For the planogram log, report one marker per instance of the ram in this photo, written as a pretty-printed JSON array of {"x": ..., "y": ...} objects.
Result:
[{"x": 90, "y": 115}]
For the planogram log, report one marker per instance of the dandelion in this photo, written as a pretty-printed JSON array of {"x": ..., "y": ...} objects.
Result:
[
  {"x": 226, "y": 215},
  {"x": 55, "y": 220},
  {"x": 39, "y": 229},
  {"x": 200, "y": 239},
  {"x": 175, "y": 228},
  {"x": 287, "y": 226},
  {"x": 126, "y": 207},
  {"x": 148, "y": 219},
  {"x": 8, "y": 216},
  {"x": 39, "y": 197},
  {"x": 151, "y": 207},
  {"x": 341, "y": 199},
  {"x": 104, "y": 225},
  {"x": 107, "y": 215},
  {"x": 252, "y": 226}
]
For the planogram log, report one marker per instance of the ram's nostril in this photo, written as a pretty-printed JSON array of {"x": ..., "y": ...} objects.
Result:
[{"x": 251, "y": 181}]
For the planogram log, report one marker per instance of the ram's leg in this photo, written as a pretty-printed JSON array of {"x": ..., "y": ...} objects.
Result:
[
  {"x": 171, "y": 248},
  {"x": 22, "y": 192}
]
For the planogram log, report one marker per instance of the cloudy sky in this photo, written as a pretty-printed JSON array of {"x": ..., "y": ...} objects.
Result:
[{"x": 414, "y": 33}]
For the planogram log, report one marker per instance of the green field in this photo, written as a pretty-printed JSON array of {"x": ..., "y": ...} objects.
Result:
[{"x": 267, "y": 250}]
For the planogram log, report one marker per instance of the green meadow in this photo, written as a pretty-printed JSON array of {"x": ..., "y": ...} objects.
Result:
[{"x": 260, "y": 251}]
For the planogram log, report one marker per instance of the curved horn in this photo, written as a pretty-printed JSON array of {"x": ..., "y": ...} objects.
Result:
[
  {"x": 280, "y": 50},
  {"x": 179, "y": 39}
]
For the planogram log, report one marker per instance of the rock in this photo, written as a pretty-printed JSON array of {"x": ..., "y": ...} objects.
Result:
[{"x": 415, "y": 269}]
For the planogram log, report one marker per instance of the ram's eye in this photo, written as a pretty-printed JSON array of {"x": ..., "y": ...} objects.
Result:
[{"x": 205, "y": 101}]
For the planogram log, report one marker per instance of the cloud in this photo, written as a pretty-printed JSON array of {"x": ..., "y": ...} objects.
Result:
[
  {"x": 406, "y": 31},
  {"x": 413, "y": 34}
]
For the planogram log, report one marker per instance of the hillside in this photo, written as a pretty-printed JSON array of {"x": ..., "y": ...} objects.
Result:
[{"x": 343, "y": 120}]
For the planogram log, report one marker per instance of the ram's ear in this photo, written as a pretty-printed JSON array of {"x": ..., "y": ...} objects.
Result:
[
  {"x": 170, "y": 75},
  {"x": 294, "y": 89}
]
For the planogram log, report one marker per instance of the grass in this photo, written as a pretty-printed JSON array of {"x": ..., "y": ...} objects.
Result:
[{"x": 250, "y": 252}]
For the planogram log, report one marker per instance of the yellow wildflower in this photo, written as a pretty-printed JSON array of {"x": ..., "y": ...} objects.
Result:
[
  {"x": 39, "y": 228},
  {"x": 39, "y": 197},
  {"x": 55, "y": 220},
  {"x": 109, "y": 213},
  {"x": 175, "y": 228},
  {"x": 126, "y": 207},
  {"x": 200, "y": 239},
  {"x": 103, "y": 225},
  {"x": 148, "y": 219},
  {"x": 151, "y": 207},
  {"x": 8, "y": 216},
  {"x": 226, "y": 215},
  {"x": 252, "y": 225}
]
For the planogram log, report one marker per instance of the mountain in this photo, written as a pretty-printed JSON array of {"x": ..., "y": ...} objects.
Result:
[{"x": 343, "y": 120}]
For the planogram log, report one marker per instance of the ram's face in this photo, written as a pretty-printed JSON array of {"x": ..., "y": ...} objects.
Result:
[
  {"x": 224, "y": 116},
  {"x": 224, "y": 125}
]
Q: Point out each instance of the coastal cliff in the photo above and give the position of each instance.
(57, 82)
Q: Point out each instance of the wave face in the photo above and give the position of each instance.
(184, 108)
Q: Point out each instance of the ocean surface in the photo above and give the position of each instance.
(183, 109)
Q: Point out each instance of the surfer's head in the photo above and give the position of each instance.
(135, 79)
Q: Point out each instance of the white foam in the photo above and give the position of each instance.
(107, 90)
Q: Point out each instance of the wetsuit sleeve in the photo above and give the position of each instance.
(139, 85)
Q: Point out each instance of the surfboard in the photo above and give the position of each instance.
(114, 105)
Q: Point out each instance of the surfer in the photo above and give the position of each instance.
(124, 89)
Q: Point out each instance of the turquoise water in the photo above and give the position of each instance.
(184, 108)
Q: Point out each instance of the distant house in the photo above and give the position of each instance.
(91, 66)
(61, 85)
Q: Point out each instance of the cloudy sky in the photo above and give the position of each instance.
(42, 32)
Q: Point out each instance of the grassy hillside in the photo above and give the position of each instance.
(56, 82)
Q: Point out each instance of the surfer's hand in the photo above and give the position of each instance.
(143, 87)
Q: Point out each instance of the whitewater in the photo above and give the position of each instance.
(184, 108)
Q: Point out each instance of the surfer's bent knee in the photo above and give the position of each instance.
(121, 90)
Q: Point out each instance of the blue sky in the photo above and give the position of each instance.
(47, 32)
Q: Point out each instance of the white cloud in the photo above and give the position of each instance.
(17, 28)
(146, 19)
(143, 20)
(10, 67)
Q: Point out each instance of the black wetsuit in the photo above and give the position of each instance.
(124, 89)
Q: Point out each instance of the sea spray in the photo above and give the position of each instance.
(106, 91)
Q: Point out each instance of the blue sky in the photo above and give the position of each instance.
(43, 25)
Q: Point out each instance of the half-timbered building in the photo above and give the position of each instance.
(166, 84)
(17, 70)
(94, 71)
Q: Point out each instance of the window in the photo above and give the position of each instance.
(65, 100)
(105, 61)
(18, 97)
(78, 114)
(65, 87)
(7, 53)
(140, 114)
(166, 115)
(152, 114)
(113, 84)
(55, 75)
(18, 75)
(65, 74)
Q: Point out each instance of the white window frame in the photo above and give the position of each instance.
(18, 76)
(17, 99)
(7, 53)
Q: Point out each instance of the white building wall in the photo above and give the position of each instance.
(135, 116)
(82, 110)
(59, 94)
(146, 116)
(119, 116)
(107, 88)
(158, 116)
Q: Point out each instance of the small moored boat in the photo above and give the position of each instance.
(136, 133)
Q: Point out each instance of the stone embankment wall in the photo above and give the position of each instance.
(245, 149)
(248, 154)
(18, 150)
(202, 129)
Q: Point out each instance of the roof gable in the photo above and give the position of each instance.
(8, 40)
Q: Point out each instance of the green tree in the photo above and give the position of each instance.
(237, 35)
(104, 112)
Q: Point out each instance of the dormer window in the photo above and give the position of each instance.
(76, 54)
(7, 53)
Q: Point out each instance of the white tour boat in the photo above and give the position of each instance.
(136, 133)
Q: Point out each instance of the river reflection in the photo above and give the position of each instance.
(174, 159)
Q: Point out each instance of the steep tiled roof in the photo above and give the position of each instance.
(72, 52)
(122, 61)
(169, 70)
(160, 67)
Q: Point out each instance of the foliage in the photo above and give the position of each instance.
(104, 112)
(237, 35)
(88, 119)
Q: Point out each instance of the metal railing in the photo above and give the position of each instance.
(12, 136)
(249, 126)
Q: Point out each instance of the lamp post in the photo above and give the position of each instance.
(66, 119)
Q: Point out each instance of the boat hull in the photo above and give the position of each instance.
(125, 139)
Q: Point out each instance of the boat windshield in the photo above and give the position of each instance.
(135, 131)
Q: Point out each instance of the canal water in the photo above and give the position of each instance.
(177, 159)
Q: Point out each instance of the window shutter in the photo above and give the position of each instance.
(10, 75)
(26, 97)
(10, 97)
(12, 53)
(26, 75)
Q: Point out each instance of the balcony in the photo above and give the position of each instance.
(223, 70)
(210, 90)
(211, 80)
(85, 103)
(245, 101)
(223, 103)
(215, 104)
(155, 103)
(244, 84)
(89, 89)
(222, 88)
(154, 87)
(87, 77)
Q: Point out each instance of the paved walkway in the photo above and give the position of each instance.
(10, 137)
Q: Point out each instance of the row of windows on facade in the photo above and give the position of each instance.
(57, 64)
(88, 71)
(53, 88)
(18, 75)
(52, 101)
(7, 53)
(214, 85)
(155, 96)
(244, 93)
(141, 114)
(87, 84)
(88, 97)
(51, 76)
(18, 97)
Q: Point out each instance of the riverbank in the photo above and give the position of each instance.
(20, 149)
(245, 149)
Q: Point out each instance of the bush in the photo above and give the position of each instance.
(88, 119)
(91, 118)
----------------------------------------
## Given exercise
Find the line containing "Q: Point out each instance of the steep". Reproduce it exactly, along with every line after it through the last.

## Written answer
Q: Point out each instance of the steep tiled roof in the photo above and give the position of each instance.
(72, 52)
(122, 61)
(169, 70)
(160, 67)
Q: Point out each instance of the foliage in the photo above and give the position of each instance.
(104, 112)
(237, 35)
(88, 119)
Q: Point out each instance of the metal railing in the photo above and give the position of each instance.
(12, 136)
(249, 126)
Q: Point out each instance of the lamp post in the photo above and give the position of each instance.
(66, 119)
Q: Point out each instance of the boat hull in the photo above and give the position of each instance.
(125, 139)
Q: Point out each instance of the boat windshield in the photo above and give the position of each instance.
(135, 131)
Q: Point out each instance of the canal water in the photo above and give the position of each instance.
(177, 159)
Q: Point out each instance of the window shutter in the photo above and give the position of each instance.
(10, 75)
(26, 97)
(10, 97)
(12, 53)
(26, 75)
Q: Point out each instance of the balcony in the photo above and give the position of each instance.
(223, 70)
(210, 90)
(211, 80)
(85, 103)
(245, 101)
(223, 103)
(215, 104)
(155, 103)
(244, 84)
(89, 89)
(222, 88)
(154, 87)
(87, 77)
Q: Point out each instance of the paved walkway in the photo above and give the position of each instance.
(10, 137)
Q: Point out each instance of the row of windows on facade in the photo above and give the position of each instance.
(57, 64)
(88, 71)
(53, 88)
(18, 75)
(52, 101)
(7, 53)
(214, 85)
(155, 96)
(244, 93)
(141, 114)
(87, 84)
(88, 97)
(51, 76)
(18, 97)
Q: Point out each instance of the riverbank in the photo above and give the position of each instance.
(20, 149)
(245, 149)
Q: Point out each instance of the bush in the photo above and give the position of each instance.
(88, 119)
(91, 118)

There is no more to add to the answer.